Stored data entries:
________________________

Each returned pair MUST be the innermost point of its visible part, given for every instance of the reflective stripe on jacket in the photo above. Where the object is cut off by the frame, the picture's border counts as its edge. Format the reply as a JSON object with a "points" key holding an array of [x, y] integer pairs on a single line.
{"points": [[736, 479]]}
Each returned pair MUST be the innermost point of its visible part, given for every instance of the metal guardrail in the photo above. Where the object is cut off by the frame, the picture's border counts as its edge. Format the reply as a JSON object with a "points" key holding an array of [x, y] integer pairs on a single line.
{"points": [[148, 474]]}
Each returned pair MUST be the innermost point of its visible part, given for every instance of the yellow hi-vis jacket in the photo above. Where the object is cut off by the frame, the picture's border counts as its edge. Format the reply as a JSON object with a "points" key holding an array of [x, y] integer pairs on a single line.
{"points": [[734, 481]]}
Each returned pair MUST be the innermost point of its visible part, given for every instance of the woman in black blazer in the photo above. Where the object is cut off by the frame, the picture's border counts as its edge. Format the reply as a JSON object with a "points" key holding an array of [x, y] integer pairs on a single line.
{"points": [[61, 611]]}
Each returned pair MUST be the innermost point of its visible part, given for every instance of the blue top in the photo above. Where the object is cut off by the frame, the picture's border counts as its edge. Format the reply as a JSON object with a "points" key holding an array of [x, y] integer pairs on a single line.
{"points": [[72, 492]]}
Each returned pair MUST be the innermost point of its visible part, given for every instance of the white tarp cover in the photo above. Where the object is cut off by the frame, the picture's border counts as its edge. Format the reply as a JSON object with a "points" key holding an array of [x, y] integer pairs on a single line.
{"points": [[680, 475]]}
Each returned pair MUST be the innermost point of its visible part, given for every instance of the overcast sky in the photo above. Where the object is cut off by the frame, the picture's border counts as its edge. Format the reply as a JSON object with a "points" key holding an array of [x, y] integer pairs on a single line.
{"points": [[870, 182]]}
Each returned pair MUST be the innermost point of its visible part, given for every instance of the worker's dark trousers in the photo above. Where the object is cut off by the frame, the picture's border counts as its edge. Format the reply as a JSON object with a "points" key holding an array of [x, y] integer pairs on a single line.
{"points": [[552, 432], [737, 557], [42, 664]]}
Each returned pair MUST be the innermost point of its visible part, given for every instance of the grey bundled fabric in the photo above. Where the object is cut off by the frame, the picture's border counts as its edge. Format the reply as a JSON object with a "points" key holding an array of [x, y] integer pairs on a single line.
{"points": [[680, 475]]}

________________________

TO BE DONE ->
Return all of the entries exactly as they were supplied.

RESULT BELOW ->
Each returned pair MUST be the innermost point of its visible part, given for every instance of the reflective stripe on jacket in the photo above. Where the object is cut off by the frame, the picture's border counts as its edge. Format the reply as a JSON object with a "points" key holding an array of [x, y] integer pairs on a single line.
{"points": [[736, 479]]}
Each returned pair MUST be the innermost point of its visible part, given for every instance of the metal guardrail in the photo above. Where the object is cut off by the frame, the picture's border counts as its edge. Format the reply as a JSON object with a "points" key holding an array of [x, y] integer pairs on a single line.
{"points": [[148, 474]]}
Each returned pair MUST be the innermost point of its visible part, given for every instance of the yellow hi-vis jacket in the photo above. Where the object is cut off by the frame, the picture's border counts as its edge. Format the reply as a JSON object with a "points" key holding an array of [x, y] integer pairs on a single line.
{"points": [[734, 481]]}
Each returned pair MUST be the innermost point of its visible part, given for every instance of the woman in black blazer in the photo above. Where the object is cut off by the frame, the picture's border counts as its edge. Format the reply as a JSON object with a "points" key holding an array of [x, y] integer pairs on a single line.
{"points": [[61, 611]]}
Each returned pair MUST be the innermost point of its visible part, given for every instance of the blue top in the photo above. Where the object is cut off by the frame, the picture's border counts as its edge. Format the reply as a JSON object with a "points" key holding an array of [x, y] integer pairs on a single line.
{"points": [[72, 492]]}
Each returned pair MUST be the innermost point of its visible part, given for every instance of the white tarp cover in the photo above. Where the object is cut off by the frame, the picture's border counts as its edge. Format the reply as a JSON object with a "points" key holding an array of [x, y] integer pairs on a single line.
{"points": [[680, 475]]}
Each returned pair MUST be the innermost point of its visible part, given for every instance of the overcast sky in the photo above. Where the object is cut off by the frame, the picture's border counts as its edge. Format the reply as a JSON object with a "points" key holding an array of [x, y] integer pairs on a single line.
{"points": [[870, 182]]}
Each returned pair MUST be the innermost point of its visible part, given for every instance of the worker's dark trousers in the photo above. Where the object is cut off by the frame, the picture's border counts as its edge. Format the reply as a JSON object with a "points" key holding an array of [x, y] integer pairs on a single line.
{"points": [[552, 432], [737, 557], [42, 664]]}
Each returned pair MUST be the innermost point of its visible part, given for every instance of the grey bundled fabric in the photo above. Where the object is cut off by the frame, the picture's border counts as its edge. Format the reply as a JSON object with a "points" key holding an array of [x, y] integer pairs on a single line.
{"points": [[680, 475]]}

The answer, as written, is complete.